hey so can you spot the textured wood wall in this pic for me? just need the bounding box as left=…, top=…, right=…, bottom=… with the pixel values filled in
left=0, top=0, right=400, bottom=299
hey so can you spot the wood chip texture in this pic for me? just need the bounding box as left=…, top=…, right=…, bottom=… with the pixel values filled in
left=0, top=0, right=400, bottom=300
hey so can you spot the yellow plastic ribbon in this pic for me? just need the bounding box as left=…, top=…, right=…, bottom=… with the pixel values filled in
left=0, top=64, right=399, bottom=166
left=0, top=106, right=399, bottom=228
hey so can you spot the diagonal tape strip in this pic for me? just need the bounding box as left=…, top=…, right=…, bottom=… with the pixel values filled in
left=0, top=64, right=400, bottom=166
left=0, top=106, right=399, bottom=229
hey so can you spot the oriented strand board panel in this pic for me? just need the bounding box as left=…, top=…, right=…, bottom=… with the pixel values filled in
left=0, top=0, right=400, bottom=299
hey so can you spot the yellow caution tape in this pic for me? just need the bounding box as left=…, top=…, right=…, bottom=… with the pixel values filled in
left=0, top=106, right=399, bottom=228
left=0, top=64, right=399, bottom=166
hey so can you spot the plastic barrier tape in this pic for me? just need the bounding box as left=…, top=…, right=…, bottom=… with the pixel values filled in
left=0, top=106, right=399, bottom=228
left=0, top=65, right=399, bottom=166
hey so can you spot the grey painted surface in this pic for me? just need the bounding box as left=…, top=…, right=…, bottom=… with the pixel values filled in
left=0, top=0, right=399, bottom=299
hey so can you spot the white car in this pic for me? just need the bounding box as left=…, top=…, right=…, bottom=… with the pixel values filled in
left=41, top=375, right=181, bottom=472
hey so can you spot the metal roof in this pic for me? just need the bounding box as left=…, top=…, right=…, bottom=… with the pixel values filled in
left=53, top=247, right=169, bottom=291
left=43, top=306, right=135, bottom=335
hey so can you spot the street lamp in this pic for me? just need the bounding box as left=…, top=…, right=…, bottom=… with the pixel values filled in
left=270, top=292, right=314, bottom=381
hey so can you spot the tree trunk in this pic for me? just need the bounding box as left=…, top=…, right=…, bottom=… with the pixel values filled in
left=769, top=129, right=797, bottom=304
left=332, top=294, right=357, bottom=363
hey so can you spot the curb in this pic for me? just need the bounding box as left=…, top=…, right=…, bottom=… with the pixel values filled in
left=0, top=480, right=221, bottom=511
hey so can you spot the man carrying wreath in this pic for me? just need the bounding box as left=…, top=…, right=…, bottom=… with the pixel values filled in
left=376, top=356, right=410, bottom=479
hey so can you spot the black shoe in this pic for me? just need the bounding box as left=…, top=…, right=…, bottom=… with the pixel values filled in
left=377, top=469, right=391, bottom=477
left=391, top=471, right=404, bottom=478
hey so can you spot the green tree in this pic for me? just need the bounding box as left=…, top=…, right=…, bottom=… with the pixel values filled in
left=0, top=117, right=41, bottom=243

■ **Exercise prompt**
Your answer should be the full listing, copied exactly.

■ **Solution below**
hey so can you spot the textured wood wall in this pic for me? just need the bounding box as left=…, top=…, right=…, bottom=… with the pixel values filled in
left=0, top=0, right=400, bottom=299
hey so can you spot the wood chip texture in this pic for me? just need the bounding box as left=…, top=…, right=…, bottom=… with the pixel values filled in
left=0, top=0, right=400, bottom=300
hey so can you spot the yellow plastic ribbon in this pic for me? just need the bounding box as left=…, top=…, right=…, bottom=… with the pixel values filled in
left=0, top=64, right=399, bottom=166
left=0, top=106, right=399, bottom=228
hey so can you spot the diagonal tape strip in this pic for me? just need the bounding box as left=…, top=…, right=…, bottom=… with the pixel values filled in
left=0, top=64, right=400, bottom=166
left=0, top=106, right=399, bottom=229
hey so can you spot the oriented strand board panel in this pic for me? just need the bounding box as left=…, top=…, right=…, bottom=… with the pixel values filled in
left=0, top=0, right=400, bottom=299
hey so can you spot the yellow caution tape in this pic for me? just need the bounding box as left=…, top=…, right=…, bottom=… with the pixel values filled in
left=0, top=106, right=399, bottom=228
left=0, top=64, right=399, bottom=166
hey so can you spot the plastic barrier tape in this pic for me? just need the bounding box as left=…, top=…, right=…, bottom=… with the pixel values filled in
left=0, top=106, right=399, bottom=228
left=0, top=65, right=399, bottom=166
hey so can you spot the grey painted surface in this pic for me? just need the bounding box as left=…, top=…, right=…, bottom=… with the pixel values filled in
left=0, top=0, right=399, bottom=299
hey so can you spot the white car in this pic for me? just need the bounding box as left=…, top=…, right=…, bottom=… with the pixel values filled in
left=41, top=375, right=181, bottom=472
hey so can you spot the metal roof in this pic for me? just need the bounding box as left=…, top=…, right=…, bottom=… with the pixel values filled in
left=53, top=247, right=169, bottom=291
left=43, top=306, right=135, bottom=335
hey so can you spot the street lamp in this pic for me? just need the bounding box as left=…, top=…, right=…, bottom=… with the pixel values filled in
left=270, top=292, right=314, bottom=381
hey so can you spot the tree trunk in this pic for me? just need the bounding box as left=…, top=…, right=…, bottom=… with the pixel values filled in
left=769, top=129, right=797, bottom=304
left=332, top=294, right=357, bottom=363
hey so can you spot the curb in this pic for me? just need the bounding box as left=…, top=…, right=…, bottom=… with the pixel values filled in
left=0, top=480, right=221, bottom=511
hey so can you spot the man carrying wreath in this pic for me? just need the bounding box as left=…, top=…, right=…, bottom=… with the pixel values filled in
left=376, top=356, right=410, bottom=479
hey so can you spot the black shoe in this pic for me? just need the bounding box as left=…, top=…, right=…, bottom=… with the pixel values filled in
left=377, top=469, right=391, bottom=477
left=391, top=471, right=404, bottom=478
hey so can you spot the green tree in this pic for me? just need the bounding box as left=…, top=…, right=…, bottom=… with the pixel values filled in
left=0, top=117, right=41, bottom=243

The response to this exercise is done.